- [WHAT IS EXPECTED] Please rewrite all the items below, switching every "lane-count record" to "street-survey record" and leaving everything else unchanged.

** Begin RECORDS FOR PROCESSING **

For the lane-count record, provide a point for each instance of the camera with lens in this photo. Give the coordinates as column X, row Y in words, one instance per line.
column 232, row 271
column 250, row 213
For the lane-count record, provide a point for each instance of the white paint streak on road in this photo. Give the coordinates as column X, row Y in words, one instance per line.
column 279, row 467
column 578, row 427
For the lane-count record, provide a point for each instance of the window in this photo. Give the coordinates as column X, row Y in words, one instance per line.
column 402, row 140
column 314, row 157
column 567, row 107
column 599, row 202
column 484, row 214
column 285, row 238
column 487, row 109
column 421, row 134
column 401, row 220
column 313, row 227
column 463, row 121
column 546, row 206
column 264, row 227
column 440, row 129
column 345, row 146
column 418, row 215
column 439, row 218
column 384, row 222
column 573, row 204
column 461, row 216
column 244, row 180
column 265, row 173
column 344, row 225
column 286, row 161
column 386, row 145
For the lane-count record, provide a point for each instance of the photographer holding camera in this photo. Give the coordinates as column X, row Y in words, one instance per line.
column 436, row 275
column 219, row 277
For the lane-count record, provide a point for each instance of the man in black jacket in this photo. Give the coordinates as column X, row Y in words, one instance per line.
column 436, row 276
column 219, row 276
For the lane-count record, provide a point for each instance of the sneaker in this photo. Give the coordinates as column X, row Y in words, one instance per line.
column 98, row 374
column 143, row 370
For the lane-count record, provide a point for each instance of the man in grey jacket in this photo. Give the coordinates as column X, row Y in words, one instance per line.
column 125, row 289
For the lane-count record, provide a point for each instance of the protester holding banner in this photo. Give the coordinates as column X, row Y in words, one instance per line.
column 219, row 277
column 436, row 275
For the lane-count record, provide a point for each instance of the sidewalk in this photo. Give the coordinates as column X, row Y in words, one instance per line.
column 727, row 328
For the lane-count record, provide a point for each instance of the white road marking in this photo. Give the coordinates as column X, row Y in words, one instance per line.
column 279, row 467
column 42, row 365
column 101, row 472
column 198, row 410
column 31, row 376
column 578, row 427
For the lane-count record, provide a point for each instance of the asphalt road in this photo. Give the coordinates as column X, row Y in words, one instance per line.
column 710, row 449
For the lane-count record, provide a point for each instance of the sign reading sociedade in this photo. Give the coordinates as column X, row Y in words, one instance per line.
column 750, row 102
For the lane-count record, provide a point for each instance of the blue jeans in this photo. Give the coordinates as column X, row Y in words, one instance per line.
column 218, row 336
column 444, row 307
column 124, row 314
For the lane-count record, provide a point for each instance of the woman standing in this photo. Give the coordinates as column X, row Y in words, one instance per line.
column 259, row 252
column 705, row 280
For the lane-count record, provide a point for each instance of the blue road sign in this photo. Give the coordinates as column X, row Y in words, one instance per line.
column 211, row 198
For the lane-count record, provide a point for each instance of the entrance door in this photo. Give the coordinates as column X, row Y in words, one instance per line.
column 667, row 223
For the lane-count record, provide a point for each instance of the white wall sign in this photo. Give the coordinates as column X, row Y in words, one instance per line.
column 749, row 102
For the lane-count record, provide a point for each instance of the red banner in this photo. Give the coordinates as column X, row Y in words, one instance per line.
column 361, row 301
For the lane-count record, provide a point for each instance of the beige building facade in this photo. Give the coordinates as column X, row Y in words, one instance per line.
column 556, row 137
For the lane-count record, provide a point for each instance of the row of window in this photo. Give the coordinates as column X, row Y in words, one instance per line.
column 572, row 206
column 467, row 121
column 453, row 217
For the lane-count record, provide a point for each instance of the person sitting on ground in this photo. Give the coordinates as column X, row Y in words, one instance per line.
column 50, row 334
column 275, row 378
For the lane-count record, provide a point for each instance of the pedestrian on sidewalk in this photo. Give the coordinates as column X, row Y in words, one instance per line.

** End RECORDS FOR PROCESSING **

- [WORKED ANSWER]
For the street-survey record, provide a point for each instance of the camera with lens in this photo. Give the coordinates as column X, row Y in words, one instance per line.
column 232, row 271
column 250, row 213
For the street-survey record, provide a point for each instance of the white paint streak on road in this photo. Give the coordinates as column X, row Y in words, one instance per line.
column 279, row 467
column 578, row 427
For the street-survey record, provide a point for each instance of the window in this photo. Give the coordinates as column X, row Y in words, one instance per line.
column 402, row 140
column 314, row 157
column 567, row 107
column 599, row 202
column 484, row 214
column 285, row 238
column 487, row 109
column 421, row 134
column 401, row 220
column 313, row 227
column 463, row 121
column 546, row 206
column 264, row 227
column 440, row 129
column 345, row 146
column 418, row 215
column 439, row 218
column 384, row 222
column 573, row 204
column 461, row 216
column 244, row 180
column 265, row 173
column 344, row 225
column 286, row 161
column 386, row 145
For the street-survey record, provide a point for each instance of the photographer holding camera in this photo. Give the coordinates as column X, row Y in words, one instance per line.
column 436, row 275
column 219, row 277
For the street-survey record, provide a point for each instance of the man in black jacket in this photo. Give the coordinates as column X, row Y in words, one instance per line.
column 436, row 276
column 219, row 276
For the street-survey record, provide a point for each instance of the sneaker in this photo. Give the coordinates as column X, row Y in words, one instance per line.
column 98, row 374
column 143, row 370
For the street-survey record, provide a point for each instance of the man in grey jacket in this photo. Give the coordinates as column X, row Y in words, one instance per line.
column 125, row 289
For the street-survey record, provide a point for each instance of the protester holding banner in this photo. Give the coordinates as column X, row Y in words, one instance per line.
column 219, row 277
column 436, row 275
For the street-survey record, provide a point for each instance of the sidewalk in this photo. Give the coordinates as column X, row Y in words, one instance per line.
column 727, row 328
For the street-survey record, provide a point for each instance of the white road marking in this photo. Give the coordinates as column X, row Y in words, one instance per line.
column 279, row 467
column 42, row 365
column 101, row 472
column 198, row 410
column 31, row 376
column 578, row 427
For the street-survey record, provide a point for each instance of the asphalt road in this photo. Give the coordinates as column X, row Y in words, one instance per line.
column 710, row 449
For the street-survey record, provide a point for each instance of the sign reading sociedade in this photo. Give the coordinates as column X, row Y in words, one instance per line.
column 750, row 102
For the street-survey record, provide a point for each instance of the blue jeans in this photo. Give the coordinates as column X, row Y in words, one instance per line.
column 218, row 336
column 444, row 307
column 124, row 314
For the street-survey record, provide a point for each instance of the woman standing in this photo. Give the coordinates as column X, row Y in words, one instance per line.
column 259, row 252
column 705, row 280
For the street-survey record, provide a point for each instance of the blue road sign in this photo. Give the coordinates as column X, row Y in words, one instance per line.
column 211, row 198
For the street-survey record, provide a point for each instance of the entrance door in this photo. Give the coordinates as column X, row Y in words, one instance per line.
column 667, row 223
For the street-survey record, provide a point for each instance of the white wall sign in this photo. Give the coordinates as column X, row Y in words, one instance per line.
column 749, row 102
For the street-survey record, provide a point for each instance of the red banner in this photo. Give the coordinates as column X, row Y in words, one instance per line.
column 361, row 301
For the street-survey record, provide a point for each instance of the beige building facade in this photo. Give the coordinates as column X, row Y in words, one instance per line.
column 556, row 137
For the street-survey record, provide a point for each instance of the row of window in this photo. Give the coordinates as column X, row Y in words, one instance per line.
column 572, row 206
column 467, row 121
column 453, row 217
For the street-survey record, provide a point for each instance of the person sitting on ground in this photo. Give the coordinates as column X, row Y in words, one instance per line.
column 50, row 334
column 275, row 378
For the street-survey record, provide a point for each instance of the pedestrian on sidewalk in this photo. Give the coordinates as column X, row Y in words, one instance per line.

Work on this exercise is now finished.